━━━━━ PROVIDED PASSAGE

Anneliese Dodds, Labour’s shadow chancellor, said that other cities would be similarly hit if the government did not introduce a functioning contact tracing system. While Jeremy Hunt, the chairman of the Commons health select committee, said events in Leicester were a “necessary puncturing of elation” and proved “there are going to be times when we have to go into reverse gear”.

Sir Peter Soulsby, the mayor of Leicester, accused ministers of imposing fresh restrictions based on data that “doesn’t add up”. Sir Peter said that he did not “have a clue” about how closing shops and delaying opening pubs and restaurants would operate as he warned that residents would simply travel to nearby towns for a drink or a haircut.

Mr Hancock tried to persuade Sir Peter of the need for local restrictions in a call yesterday in which the mayor was given data that had led public health officials to conclude that the city was a “dry tinderbox”.

Later Sir Peter said: “It just doesn’t add up. Deaths have dramatically reduced and hospital admissions are below ten a day.”

He said the government had shown him “very elaborate, opaque graphs that were far from convincing”. He said: “I remain very, very sceptical. If they had convinced me there was an issue I would be the first one calling for measures to control it.”

While officials had said that action would be locally led, Sir Peter said ministers had made up their minds about a course of action and made it clear they had the powers to enforce it. “They are determined to press ahead with restrictions in Leicester but I am very sceptical about the data they produced.”

Sir Peter said he would encourage people to co-operate with the new restrictions and welcomed offers of more testing and extra support for businesses that could not open.

He warned ministers: “A lot of people will be irritated, a lot of people will be puzzled and others quite angry, particularly businesses that were opening.”

The government was finalising implementation and communication of the changes last night but sources said they were confident people would keep to local lockdown restrictions given the high compliance with national measures, although Sir Peter said: “I haven’t got a clue as to how this will work in practice.”

No travel restrictions have been placed on people living in Leicester and Sir Peter said that if people wanted to go to a pub “people could drive to Market Harborough, or visit a friend in Birmingham to have their hair cut”.

Asked if he thought many would, he said: “It depends on how long the restrictions are extended, but it won’t be long before people think, ‘I’m going’.”

Claudia Webbe, the Labour MP for Leicester East, is backing local action. She told Times Radio: “I feel that we need to follow the data and introduce the necessary lockdown if that’s what the data is indicating because there’s nothing more important than protecting lives and keeping people safe. And therefore we can’t delay.”

Liz Kendall, the Labour MP for Leicester West, said that lessons must be learnt from the handling of the Leicester outbreak. She tweeted that the government had been “too slow getting the council even basic postcode data which is essential to tackling the problem”.

“Over [the] last few days there have been off-the-record briefings leaving people anxious and confused,” she wrote. “These issues must be addressed because this won’t be the last local outbreak and we need a faster and clearer strategy to grip problems.”

Mr Ashworth said: “It’s disappointing that people in Leicester had to read about this via anonymous briefings more than a week after concerns were first raised, when what they need is clarity and urgency from the government to give them confidence in how this is being handled.”

Brendan Wren, of the London School of Hygiene and Tropical Medicine, said the use of local testing data to spot outbreaks was long overdue.

Professor Wren said: “It is imperative we continue to test, track and trace to determine the reservoirs and routes of transmission of Covid-19. This will provide the underlying data for rational decision-making regarding coming out of lockdown and when it may be reintroduced temporarily to stem outbreaks.”

━━━━━━━━━━
━━━━━ RECORDED INFORMATION

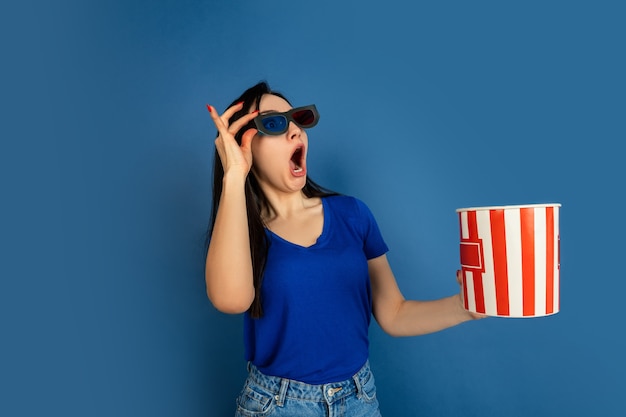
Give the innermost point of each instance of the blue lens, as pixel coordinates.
(274, 123)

━━━━━━━━━━

BRIEF A |
What does the Leicester article say Sir Peter Soulsby reported about hospital admissions?
BRIEF B |
Print the part of the Leicester article starting at "He said the" and ending at "could not open.".
The data plays no part in what follows and can be set aside.

RESPONSE AREA A |
He said hospital admissions were below ten a day.

RESPONSE AREA B |
He said the government had shown him “very elaborate, opaque graphs that were far from convincing”. He said: “I remain very, very sceptical. If they had convinced me there was an issue I would be the first one calling for measures to control it.”

While officials had said that action would be locally led, Sir Peter said ministers had made up their minds about a course of action and made it clear they had the powers to enforce it. “They are determined to press ahead with restrictions in Leicester but I am very sceptical about the data they produced.”

Sir Peter said he would encourage people to co-operate with the new restrictions and welcomed offers of more testing and extra support for businesses that could not open.